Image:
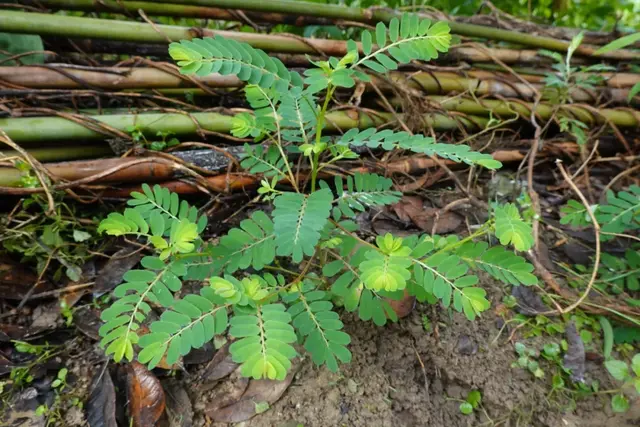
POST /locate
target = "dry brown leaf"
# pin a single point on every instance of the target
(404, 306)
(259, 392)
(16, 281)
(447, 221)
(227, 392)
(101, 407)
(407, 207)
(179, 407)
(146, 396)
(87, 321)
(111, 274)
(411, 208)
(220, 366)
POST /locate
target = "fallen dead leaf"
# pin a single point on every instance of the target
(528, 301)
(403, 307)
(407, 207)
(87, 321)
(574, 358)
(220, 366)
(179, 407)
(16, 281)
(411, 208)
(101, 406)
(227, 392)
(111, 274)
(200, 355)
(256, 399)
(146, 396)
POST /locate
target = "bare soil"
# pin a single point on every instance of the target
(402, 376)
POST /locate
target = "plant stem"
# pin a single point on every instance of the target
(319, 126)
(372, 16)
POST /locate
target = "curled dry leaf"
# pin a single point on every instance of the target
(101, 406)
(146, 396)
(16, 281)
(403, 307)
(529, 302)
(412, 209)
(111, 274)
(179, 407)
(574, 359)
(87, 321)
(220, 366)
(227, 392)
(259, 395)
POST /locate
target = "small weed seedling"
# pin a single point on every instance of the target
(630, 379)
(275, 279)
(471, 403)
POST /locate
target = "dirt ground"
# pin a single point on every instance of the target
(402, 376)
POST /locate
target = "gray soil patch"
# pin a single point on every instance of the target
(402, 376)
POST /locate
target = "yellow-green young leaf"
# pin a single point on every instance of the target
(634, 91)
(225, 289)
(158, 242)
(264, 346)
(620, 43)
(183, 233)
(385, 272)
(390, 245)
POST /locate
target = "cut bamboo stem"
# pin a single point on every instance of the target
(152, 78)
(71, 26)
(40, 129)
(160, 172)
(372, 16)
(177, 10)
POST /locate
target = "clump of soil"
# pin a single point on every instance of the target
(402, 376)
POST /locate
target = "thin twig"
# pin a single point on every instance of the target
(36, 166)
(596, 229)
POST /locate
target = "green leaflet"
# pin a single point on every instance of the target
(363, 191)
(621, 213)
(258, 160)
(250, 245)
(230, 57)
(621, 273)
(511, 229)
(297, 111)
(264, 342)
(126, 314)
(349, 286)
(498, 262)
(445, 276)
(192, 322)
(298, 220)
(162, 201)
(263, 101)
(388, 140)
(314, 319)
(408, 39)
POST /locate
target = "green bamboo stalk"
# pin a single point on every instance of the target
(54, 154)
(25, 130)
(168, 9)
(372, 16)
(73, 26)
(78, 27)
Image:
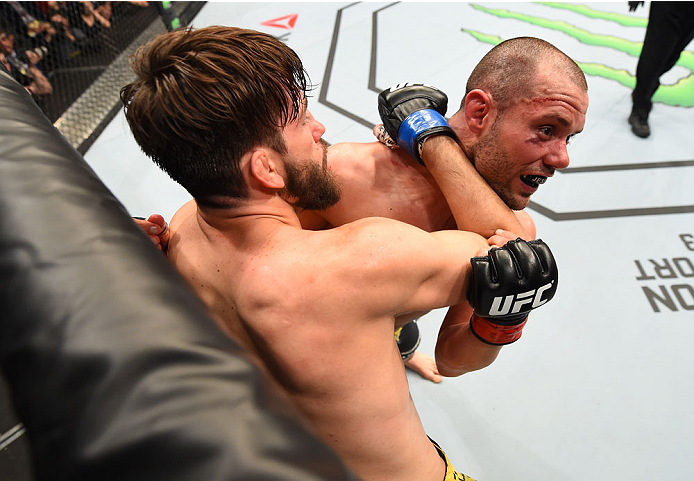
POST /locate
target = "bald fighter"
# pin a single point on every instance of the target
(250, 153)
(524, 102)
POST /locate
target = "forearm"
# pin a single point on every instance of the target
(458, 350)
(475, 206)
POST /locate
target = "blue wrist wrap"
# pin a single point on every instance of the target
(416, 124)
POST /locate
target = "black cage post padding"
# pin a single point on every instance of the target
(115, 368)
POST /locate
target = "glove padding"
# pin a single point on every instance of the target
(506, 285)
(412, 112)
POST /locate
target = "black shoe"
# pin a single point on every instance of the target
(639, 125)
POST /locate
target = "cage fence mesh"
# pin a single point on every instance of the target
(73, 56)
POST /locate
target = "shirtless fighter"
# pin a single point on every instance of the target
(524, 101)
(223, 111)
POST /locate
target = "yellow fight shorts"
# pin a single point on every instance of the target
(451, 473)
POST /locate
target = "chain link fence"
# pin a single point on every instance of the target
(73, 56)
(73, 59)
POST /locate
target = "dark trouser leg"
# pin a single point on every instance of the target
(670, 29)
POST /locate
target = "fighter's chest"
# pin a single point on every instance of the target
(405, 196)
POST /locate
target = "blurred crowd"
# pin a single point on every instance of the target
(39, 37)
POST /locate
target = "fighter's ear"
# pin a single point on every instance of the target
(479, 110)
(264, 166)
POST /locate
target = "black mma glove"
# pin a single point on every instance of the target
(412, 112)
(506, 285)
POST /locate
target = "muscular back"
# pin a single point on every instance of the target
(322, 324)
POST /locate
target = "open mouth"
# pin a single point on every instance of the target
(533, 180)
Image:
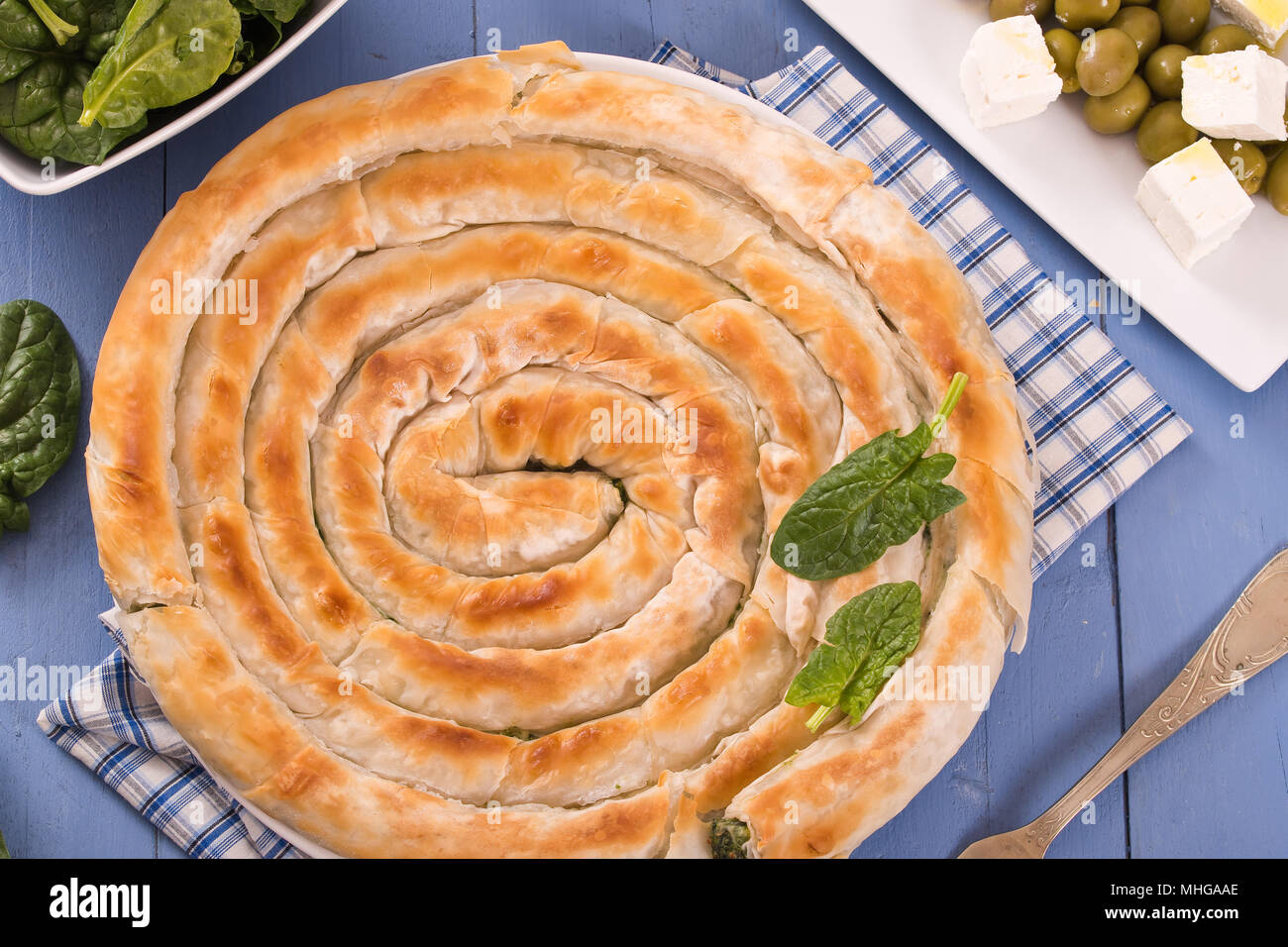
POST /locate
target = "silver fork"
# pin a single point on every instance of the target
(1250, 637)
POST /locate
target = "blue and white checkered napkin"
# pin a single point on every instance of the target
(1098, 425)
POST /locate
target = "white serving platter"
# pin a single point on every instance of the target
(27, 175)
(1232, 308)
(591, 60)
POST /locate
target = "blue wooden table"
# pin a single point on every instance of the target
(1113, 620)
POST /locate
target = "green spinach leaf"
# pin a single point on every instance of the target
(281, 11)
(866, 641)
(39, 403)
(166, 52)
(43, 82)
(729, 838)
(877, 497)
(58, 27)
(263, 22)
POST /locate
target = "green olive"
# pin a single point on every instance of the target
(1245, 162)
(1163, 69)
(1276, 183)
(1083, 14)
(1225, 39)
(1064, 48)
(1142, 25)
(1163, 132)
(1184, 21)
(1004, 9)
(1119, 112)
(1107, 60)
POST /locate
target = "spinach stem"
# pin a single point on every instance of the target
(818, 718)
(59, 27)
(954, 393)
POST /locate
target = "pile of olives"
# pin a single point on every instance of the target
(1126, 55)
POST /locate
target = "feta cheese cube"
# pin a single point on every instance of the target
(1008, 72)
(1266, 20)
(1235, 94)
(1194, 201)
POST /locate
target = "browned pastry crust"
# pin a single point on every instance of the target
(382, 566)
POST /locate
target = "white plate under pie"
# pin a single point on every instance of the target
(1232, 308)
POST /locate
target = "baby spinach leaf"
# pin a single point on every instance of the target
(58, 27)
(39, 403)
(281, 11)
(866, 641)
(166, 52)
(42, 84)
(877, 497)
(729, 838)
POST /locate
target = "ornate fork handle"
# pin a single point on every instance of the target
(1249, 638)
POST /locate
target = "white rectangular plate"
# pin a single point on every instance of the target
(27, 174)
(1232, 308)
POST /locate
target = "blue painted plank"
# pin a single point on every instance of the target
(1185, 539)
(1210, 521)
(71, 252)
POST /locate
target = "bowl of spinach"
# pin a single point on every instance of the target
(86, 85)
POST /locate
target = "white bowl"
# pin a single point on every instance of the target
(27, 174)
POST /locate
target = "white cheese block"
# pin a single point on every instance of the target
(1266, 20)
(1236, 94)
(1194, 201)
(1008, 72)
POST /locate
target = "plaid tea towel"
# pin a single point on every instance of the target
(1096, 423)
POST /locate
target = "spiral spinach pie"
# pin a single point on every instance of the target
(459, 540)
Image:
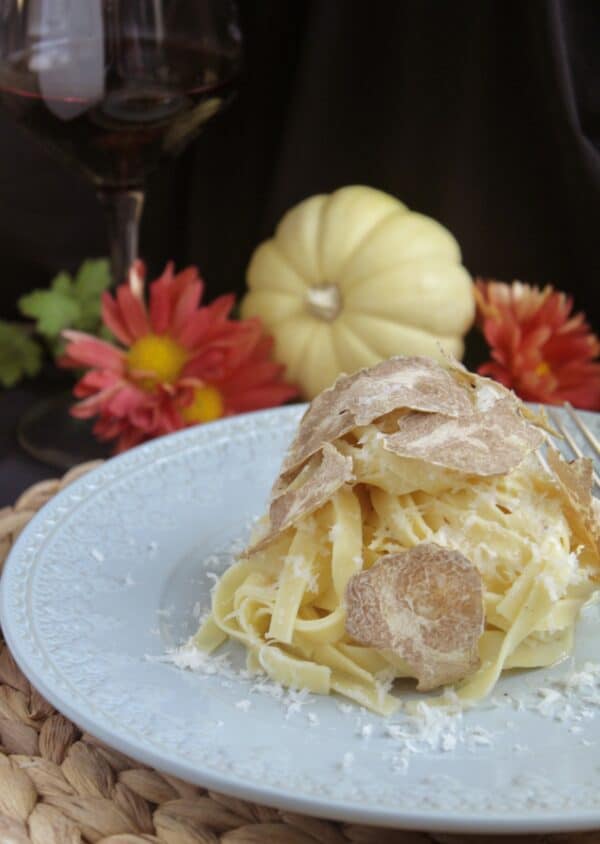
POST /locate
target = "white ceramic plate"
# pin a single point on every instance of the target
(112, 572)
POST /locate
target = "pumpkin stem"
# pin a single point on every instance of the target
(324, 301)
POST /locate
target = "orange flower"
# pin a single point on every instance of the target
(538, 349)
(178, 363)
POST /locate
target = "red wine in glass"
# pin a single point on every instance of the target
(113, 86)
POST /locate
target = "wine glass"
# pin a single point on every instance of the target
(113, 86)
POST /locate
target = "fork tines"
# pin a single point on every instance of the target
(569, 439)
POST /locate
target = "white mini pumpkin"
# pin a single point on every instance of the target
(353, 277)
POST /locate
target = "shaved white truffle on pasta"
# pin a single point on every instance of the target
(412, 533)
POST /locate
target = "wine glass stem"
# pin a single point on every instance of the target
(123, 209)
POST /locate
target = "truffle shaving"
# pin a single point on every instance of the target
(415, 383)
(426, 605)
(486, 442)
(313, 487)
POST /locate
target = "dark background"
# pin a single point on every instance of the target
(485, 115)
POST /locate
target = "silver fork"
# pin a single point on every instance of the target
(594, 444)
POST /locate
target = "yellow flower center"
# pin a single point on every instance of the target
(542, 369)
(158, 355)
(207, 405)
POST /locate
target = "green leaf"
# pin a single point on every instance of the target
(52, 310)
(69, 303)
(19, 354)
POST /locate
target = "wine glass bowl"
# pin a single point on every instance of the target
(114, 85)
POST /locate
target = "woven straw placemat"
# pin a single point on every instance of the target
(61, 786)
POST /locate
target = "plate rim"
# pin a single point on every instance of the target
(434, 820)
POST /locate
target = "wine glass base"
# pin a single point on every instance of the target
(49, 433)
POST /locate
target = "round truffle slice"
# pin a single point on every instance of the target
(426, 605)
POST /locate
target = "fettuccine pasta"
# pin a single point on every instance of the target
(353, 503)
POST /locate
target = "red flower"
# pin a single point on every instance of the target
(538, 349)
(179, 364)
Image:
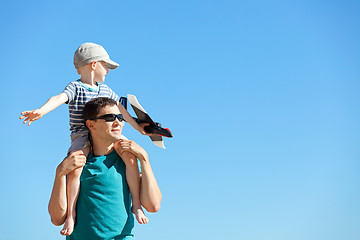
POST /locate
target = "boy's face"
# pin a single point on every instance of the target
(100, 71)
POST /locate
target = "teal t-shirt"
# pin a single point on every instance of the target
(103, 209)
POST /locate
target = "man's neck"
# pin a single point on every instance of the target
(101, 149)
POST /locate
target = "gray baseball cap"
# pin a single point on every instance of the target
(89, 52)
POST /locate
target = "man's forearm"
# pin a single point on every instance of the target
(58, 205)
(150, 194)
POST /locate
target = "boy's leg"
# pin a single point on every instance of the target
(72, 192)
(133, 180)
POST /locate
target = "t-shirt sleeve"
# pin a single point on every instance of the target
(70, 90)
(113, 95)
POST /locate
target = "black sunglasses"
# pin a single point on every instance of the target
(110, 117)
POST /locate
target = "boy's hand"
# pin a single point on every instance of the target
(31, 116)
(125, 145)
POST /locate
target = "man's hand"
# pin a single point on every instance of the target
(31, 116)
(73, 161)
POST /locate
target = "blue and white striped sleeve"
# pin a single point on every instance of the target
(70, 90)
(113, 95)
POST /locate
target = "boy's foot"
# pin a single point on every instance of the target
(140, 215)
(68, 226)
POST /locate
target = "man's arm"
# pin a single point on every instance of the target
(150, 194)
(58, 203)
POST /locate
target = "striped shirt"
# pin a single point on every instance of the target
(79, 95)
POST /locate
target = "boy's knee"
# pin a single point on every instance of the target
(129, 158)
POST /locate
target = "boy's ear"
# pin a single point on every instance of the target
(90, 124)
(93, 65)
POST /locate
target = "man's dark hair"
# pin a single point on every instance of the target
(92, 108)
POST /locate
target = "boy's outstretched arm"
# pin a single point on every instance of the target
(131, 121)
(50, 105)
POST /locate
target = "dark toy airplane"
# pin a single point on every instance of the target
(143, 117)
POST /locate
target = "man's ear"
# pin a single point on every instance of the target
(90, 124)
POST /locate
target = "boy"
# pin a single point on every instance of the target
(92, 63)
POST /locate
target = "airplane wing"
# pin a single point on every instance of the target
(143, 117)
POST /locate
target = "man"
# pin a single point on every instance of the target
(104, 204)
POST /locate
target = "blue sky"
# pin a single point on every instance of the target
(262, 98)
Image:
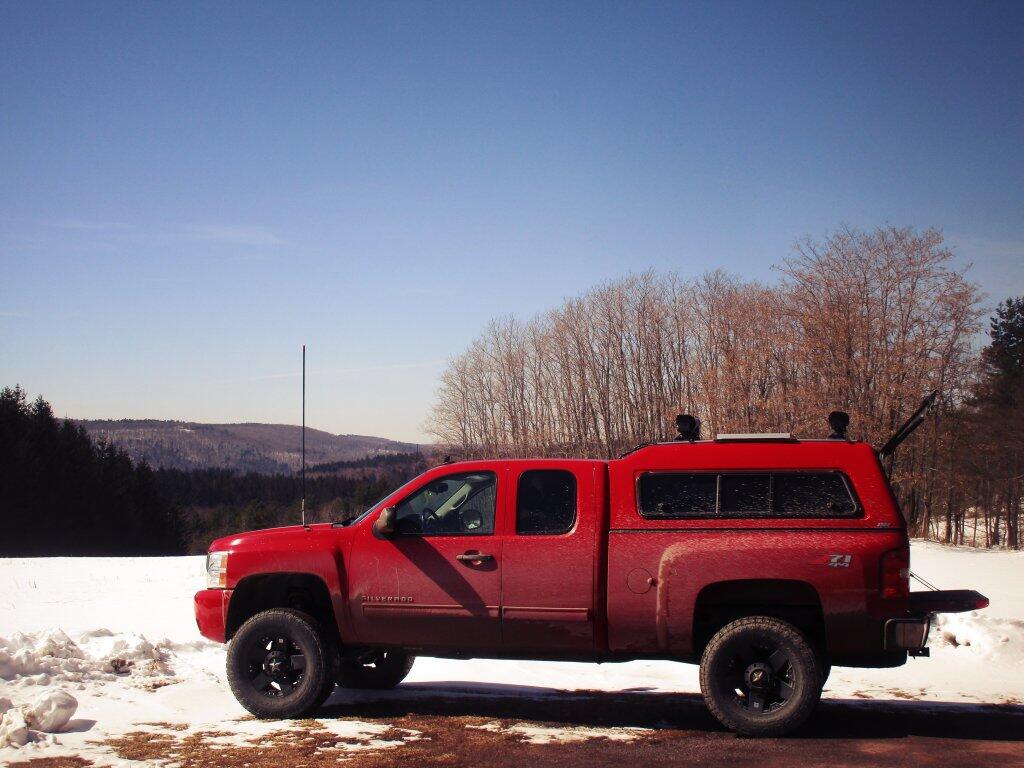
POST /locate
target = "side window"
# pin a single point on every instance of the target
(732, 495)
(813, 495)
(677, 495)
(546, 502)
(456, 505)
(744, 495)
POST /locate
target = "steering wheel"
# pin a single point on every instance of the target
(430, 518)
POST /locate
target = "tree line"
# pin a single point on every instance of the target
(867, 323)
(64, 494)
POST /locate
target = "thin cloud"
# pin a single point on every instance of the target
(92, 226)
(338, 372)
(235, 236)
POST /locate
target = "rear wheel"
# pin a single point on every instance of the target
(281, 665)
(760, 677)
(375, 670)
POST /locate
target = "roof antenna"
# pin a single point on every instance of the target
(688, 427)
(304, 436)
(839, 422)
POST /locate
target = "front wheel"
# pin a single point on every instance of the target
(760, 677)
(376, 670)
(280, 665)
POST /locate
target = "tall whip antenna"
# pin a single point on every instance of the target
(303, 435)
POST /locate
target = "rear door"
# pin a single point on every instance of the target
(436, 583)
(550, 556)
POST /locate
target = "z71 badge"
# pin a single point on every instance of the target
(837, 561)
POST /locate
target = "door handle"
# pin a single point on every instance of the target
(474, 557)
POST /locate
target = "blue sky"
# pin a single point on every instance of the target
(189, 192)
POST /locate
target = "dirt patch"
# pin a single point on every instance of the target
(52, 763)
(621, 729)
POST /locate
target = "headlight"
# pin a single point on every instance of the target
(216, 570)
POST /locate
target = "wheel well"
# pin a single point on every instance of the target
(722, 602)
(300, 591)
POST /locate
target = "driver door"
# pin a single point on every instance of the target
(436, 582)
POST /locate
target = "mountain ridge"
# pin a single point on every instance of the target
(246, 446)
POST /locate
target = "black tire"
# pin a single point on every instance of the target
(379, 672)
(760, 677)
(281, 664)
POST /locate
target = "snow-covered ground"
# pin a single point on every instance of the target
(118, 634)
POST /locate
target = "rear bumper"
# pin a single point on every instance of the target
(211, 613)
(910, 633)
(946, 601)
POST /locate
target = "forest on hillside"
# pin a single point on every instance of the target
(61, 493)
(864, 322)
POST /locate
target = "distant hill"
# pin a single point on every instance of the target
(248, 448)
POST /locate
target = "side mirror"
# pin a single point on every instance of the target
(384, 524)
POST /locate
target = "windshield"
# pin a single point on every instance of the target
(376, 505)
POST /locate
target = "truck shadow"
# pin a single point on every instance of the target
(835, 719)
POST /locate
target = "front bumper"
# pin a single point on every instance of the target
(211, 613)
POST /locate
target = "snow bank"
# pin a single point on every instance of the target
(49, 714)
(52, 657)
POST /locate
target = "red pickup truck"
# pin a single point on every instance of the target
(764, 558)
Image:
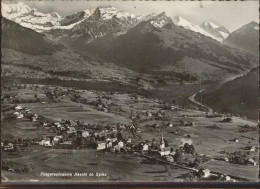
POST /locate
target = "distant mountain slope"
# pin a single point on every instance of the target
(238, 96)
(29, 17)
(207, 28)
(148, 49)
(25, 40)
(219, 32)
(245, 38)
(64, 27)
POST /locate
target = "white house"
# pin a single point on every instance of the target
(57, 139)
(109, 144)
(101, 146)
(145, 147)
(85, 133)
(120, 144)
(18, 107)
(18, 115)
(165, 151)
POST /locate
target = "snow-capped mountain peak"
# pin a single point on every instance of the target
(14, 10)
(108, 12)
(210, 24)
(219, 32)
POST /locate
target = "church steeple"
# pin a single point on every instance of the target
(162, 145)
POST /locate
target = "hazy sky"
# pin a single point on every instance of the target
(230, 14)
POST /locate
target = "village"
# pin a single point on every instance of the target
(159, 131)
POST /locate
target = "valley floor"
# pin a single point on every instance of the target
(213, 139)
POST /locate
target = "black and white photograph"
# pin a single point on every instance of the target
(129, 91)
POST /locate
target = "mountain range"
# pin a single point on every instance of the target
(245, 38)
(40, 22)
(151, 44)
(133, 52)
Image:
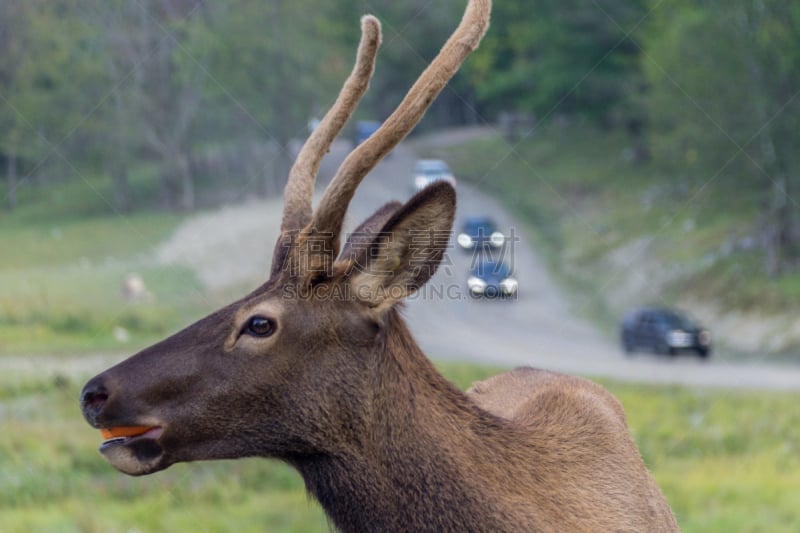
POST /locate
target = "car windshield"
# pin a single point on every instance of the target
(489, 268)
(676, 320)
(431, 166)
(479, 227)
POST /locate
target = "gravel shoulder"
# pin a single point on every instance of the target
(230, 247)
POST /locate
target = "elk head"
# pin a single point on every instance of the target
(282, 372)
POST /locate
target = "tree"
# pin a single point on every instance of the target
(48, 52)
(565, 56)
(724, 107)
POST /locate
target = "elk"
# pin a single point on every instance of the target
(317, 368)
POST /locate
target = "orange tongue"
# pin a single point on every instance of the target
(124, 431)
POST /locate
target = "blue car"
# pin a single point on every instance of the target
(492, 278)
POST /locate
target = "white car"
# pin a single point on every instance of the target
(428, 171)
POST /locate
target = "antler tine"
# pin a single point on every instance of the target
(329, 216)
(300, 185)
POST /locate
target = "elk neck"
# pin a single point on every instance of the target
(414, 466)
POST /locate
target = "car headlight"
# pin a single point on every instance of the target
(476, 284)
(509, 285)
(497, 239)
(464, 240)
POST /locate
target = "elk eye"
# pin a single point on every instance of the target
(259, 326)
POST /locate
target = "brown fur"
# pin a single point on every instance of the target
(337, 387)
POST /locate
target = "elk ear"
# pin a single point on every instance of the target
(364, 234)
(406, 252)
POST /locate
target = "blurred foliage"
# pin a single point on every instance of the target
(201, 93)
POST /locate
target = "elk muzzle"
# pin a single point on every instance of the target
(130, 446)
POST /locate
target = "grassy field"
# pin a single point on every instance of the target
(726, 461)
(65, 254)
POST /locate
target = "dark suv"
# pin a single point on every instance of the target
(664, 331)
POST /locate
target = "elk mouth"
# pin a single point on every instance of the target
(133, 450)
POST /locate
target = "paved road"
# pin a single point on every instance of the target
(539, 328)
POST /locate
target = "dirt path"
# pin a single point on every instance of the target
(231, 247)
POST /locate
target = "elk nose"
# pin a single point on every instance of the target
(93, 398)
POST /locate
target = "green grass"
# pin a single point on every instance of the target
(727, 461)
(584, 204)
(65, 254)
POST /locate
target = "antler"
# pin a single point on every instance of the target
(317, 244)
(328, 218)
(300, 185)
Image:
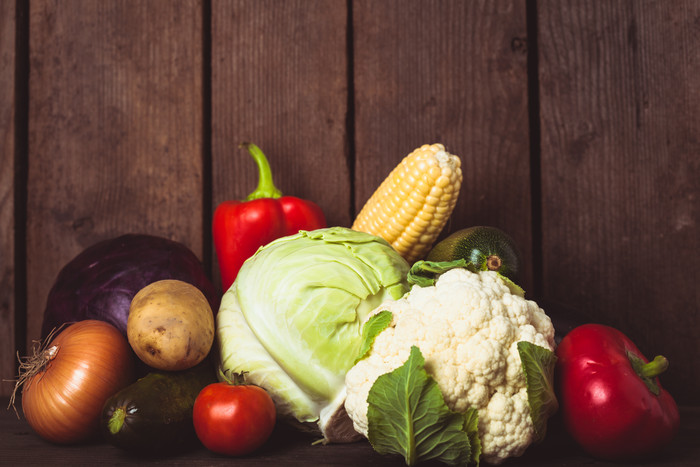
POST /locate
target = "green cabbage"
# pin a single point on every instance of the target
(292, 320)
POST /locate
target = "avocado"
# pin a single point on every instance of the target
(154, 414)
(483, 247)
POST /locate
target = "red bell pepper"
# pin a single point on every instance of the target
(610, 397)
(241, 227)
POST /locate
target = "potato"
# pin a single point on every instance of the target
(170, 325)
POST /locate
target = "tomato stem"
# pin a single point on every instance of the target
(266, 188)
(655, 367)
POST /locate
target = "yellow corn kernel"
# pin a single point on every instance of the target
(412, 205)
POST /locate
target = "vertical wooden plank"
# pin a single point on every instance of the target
========
◆ Problem details
Pull every line containing the word "padding" out of the listing.

◆ Result of the task
target = "black cage post padding"
target = "glove padding"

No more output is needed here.